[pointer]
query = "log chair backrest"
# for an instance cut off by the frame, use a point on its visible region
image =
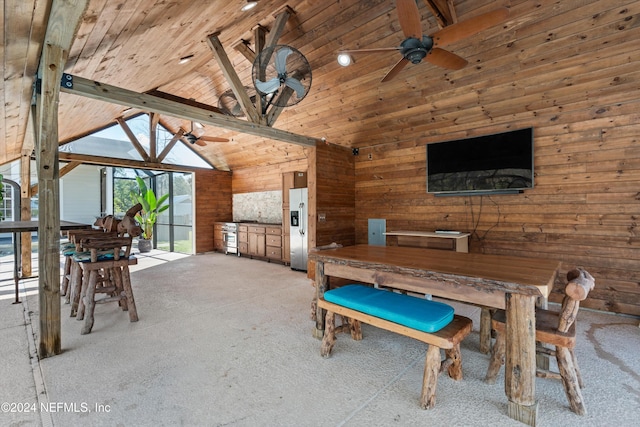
(580, 282)
(114, 244)
(128, 223)
(107, 223)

▶ Problem to solve
Switch "backrest" to "armrest" throughout the records above and write them out again with nothing else changed. Leave the pictures out.

▶ Output of the task
[pointer]
query = "log chair armrest"
# for an instance cut off by the frame, use a point on its visible region
image =
(580, 282)
(114, 244)
(128, 223)
(107, 223)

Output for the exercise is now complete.